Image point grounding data
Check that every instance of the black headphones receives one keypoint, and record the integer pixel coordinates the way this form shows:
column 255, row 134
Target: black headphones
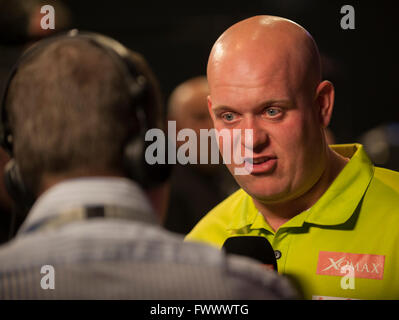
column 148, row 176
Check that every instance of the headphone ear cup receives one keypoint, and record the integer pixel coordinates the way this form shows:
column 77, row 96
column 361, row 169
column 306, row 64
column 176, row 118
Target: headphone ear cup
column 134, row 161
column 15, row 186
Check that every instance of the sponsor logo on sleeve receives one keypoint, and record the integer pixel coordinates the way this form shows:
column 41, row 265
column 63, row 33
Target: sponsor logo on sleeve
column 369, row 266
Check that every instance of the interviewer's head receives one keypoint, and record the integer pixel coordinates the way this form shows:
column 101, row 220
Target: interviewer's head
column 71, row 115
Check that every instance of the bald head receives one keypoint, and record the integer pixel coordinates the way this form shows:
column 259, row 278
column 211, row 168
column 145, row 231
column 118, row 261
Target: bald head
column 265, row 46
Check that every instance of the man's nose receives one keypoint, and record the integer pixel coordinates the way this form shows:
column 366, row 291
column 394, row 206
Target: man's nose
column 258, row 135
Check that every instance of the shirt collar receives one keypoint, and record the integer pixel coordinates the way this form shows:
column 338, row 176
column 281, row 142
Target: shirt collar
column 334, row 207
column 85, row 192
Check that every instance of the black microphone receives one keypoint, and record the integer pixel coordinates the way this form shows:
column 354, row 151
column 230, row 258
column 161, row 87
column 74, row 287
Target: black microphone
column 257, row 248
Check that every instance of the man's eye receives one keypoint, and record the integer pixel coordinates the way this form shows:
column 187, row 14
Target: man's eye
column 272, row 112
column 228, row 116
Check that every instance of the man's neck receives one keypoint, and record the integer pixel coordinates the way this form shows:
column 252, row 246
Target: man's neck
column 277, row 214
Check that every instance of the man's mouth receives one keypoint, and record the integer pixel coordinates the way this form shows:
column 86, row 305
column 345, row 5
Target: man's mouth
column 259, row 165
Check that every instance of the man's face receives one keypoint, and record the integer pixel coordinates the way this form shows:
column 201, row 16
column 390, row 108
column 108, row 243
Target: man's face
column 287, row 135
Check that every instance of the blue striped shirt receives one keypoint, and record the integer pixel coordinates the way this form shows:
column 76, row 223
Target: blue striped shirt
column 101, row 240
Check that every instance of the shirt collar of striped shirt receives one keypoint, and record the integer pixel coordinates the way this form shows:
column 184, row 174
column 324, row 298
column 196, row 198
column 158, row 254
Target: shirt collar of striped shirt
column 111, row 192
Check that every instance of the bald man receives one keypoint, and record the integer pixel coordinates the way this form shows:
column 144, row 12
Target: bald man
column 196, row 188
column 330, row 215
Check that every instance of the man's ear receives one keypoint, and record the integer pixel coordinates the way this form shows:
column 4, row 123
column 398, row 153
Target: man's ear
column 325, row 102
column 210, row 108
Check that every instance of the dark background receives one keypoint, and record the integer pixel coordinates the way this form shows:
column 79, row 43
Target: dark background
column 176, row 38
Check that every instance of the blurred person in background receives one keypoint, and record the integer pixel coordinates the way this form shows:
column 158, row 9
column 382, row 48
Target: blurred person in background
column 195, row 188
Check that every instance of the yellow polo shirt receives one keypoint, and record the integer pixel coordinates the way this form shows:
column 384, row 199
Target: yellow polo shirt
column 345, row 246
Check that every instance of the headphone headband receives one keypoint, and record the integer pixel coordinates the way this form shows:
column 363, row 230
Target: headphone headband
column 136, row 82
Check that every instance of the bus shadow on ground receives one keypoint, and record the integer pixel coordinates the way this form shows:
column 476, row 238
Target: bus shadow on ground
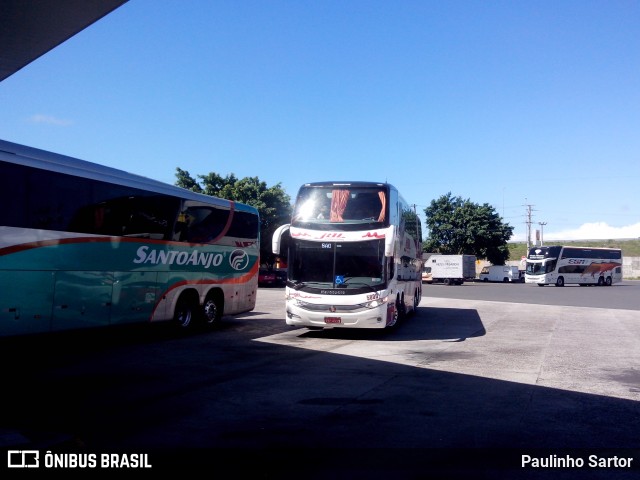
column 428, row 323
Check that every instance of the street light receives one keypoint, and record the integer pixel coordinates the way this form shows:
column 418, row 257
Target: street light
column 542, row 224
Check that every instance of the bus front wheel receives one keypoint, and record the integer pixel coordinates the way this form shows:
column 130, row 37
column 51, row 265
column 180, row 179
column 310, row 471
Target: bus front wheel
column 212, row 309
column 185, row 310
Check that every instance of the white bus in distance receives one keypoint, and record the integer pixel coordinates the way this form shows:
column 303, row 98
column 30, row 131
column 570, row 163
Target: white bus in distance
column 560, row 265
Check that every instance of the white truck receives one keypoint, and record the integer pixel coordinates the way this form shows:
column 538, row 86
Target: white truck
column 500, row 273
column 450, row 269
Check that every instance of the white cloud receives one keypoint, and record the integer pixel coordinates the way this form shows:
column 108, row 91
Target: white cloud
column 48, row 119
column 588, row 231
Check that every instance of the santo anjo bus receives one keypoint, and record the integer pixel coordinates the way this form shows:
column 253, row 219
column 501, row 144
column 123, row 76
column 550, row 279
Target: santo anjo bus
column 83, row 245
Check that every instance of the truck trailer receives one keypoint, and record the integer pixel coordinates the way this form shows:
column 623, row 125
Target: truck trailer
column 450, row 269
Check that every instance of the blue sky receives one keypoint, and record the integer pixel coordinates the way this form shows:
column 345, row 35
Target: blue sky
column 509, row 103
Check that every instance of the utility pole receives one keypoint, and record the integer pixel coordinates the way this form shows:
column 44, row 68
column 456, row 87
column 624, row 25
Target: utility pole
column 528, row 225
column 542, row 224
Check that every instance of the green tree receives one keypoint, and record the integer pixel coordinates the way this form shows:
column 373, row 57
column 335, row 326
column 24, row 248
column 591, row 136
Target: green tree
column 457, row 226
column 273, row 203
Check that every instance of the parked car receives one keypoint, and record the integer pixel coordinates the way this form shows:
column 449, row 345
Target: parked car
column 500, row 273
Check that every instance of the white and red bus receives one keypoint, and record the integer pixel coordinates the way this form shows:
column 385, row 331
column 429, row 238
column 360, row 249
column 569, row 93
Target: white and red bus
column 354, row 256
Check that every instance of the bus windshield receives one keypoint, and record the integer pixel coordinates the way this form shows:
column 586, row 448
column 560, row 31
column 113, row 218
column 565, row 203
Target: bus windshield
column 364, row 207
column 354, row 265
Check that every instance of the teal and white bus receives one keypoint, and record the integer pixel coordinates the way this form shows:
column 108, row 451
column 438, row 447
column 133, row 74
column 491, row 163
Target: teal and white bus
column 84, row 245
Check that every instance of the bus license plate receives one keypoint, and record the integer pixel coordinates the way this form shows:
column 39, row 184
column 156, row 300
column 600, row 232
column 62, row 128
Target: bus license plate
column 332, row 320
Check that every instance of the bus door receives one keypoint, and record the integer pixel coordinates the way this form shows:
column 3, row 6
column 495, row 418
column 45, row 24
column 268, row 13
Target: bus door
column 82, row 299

§ **WHAT IS BEING ASKED**
With the pictures excluded, retype the records above verbatim.

§ **YOUR SOLUTION**
Check that every instance of the black headphones receives one keypoint, and record the integer pixel coordinates the way this form shows:
column 255, row 134
Target: black headphones
column 148, row 176
Check that every instance of the headphone ear cup receives one keypoint, and record the integer pixel coordinates the way this form shows:
column 77, row 96
column 361, row 169
column 306, row 64
column 176, row 118
Target: headphone ear cup
column 134, row 161
column 15, row 186
Check that every instance of the sponsor logo on sleeve receives one keypoint, and record the integer pixel coordinates the way this form shows:
column 41, row 265
column 63, row 33
Target: sponsor logo on sleeve
column 369, row 266
Check that every instance of the interviewer's head receives one keypoint, and record the integer pixel coordinates the way this form shows:
column 101, row 220
Target: interviewer's head
column 71, row 115
Check that every instance of the bald head receives one keypoint, and record the integer pixel coordinates the way this form shows:
column 259, row 278
column 211, row 168
column 145, row 231
column 118, row 261
Target: bald head
column 265, row 46
Check that every instance of the man's nose receives one keypoint, and record the integer pixel coordinates the way this form shows:
column 366, row 291
column 394, row 206
Target: man's nose
column 258, row 135
Check that every instance of the shirt collar receives one keypoint, and record the integer pixel coordinates the way this form shows:
column 338, row 176
column 281, row 142
Target: shirt collar
column 334, row 207
column 85, row 192
Check that every instance of the black microphone receives one keypoint, and record the integer pixel coordinates the way this form shows:
column 354, row 151
column 230, row 258
column 161, row 87
column 74, row 287
Target: black microphone
column 257, row 248
Check that every instance of the man's eye receives one keypoint, and record the integer pixel coordinates the way this form shows:
column 187, row 14
Target: man's eye
column 272, row 112
column 228, row 116
Check that every instance of the man's neck receives one keypoint, and record the integer pixel coordinates the way this form shows:
column 252, row 246
Target: man's neck
column 277, row 214
Check that every instance of the man's mouth receives one keypoint, and record the integer pixel coordinates the way this form shows:
column 86, row 305
column 345, row 5
Target: man's mouth
column 259, row 165
Check that every instance of the man's face receives one keypoint, and record the integer pixel coordinates the way this form shows:
column 201, row 16
column 390, row 108
column 108, row 243
Target: man's face
column 287, row 135
Check that every instance of the blue striped shirt receives one keypoint, and record the integer pixel coordinates the way this form shows:
column 76, row 223
Target: blue striped shirt
column 101, row 240
Check that every instance of the shirt collar of striped shirt receives one keypoint, and record the integer pixel coordinates the way this form shows:
column 184, row 174
column 324, row 298
column 196, row 198
column 158, row 254
Target: shirt collar of striped shirt
column 111, row 192
Check that every instance of the bald man receives one keypoint, and record the integer pixel coordinates the way this form shows:
column 144, row 12
Target: bald man
column 196, row 188
column 330, row 215
Check that every instance of the man's ear receives one keypoint, and record the integer pixel coordinates the way this form shows:
column 4, row 123
column 398, row 153
Target: man's ear
column 325, row 102
column 210, row 108
Check that every instance of the dark background receives one keypoint, and record the integer pixel coordinates the way this form shows:
column 79, row 43
Target: dark background
column 176, row 38
Check that every instance of the blurred person in background receives one keypoint, and record the integer pixel coordinates the way this form shows:
column 158, row 9
column 382, row 48
Target: blurred person in background
column 195, row 188
Check that every instance of the yellow polo shirt receives one keypoint, and record the integer pixel coordinates the way this form shows:
column 384, row 199
Target: yellow polo shirt
column 345, row 246
Check that every instance of the headphone headband receives one keypoint, and record the integer pixel coordinates the way this form shows:
column 363, row 230
Target: headphone headband
column 136, row 82
Check that every instance of the bus shadow on ground receives one keypoint, and record the integer pixel coordinates the way this form shows:
column 476, row 238
Target: bus shadow on ground
column 428, row 323
Check that every instance of the street light receives one keypoint, and record the integer pixel coordinates the way this form shows:
column 418, row 257
Target: street light
column 542, row 224
Check that every instance of the bus front wheel receives one keypoint, and record the integer pixel coordinates the way this form shows:
column 130, row 37
column 51, row 265
column 180, row 179
column 310, row 471
Target: bus front wheel
column 212, row 309
column 185, row 310
Check that every instance of the white bus in distance receives one keypoint, and record the integer pixel coordinates the way this form shows:
column 303, row 98
column 30, row 131
column 570, row 163
Target: white bus in distance
column 560, row 265
Check that every instance of the white truck receives one keypoint, and record the integer pixel coordinates the way this form shows:
column 538, row 86
Target: white truck
column 500, row 273
column 450, row 269
Check that every instance of the white cloud receives one keypoint, and record the integer pixel coordinates the way this form shows:
column 108, row 91
Target: white cloud
column 48, row 119
column 588, row 231
Check that every instance of the santo anjo bus receives one keypoint, and record the integer pixel coordinates the way this form shows:
column 253, row 219
column 501, row 144
column 123, row 76
column 550, row 279
Target: santo anjo bus
column 83, row 245
Check that every instance of the truck trailer receives one keypoint, and record the integer pixel coordinates the way this form shows:
column 623, row 125
Target: truck trailer
column 450, row 269
Check that every instance of the blue sky receives one keypoint, and record the integer pixel coordinates the way this form shows:
column 345, row 35
Target: blue sky
column 509, row 103
Check that every instance of the utility pole receives one keypoint, and record the integer pixel coordinates the way this form shows:
column 44, row 68
column 456, row 87
column 624, row 25
Target: utility pole
column 528, row 225
column 542, row 224
Check that every instance of the green tree receives one keypoint, and record the integer pixel coordinates the way this form shows:
column 373, row 57
column 335, row 326
column 24, row 248
column 591, row 136
Target: green tree
column 457, row 226
column 273, row 203
Check that every instance of the parked car receives one keypoint, and record the integer pixel coordinates the way this form shows:
column 449, row 345
Target: parked car
column 500, row 273
Check that every instance of the white and red bus receives one keypoint, and record the integer pixel coordinates the way this form shows:
column 385, row 331
column 429, row 238
column 360, row 249
column 569, row 93
Target: white and red bus
column 354, row 256
Check that every instance of the bus windshield receives one keypoint, and record the integer pixel coordinates the way this form shows:
column 586, row 448
column 560, row 31
column 113, row 218
column 565, row 203
Target: bus windshield
column 364, row 207
column 354, row 265
Check that every instance of the teal and white bus receives one keypoint, and record the integer pixel coordinates the way this form shows:
column 108, row 451
column 438, row 447
column 133, row 74
column 491, row 163
Target: teal and white bus
column 84, row 245
Check that every instance of the bus license plate receives one keypoint, and record the integer pixel coordinates the way this form shows:
column 39, row 184
column 156, row 300
column 600, row 232
column 62, row 128
Target: bus license plate
column 332, row 320
Check that every instance of the bus door receives one keypoint, and record the integer pixel coordinates the way this form shows:
column 3, row 6
column 495, row 418
column 45, row 24
column 268, row 13
Target: bus door
column 82, row 299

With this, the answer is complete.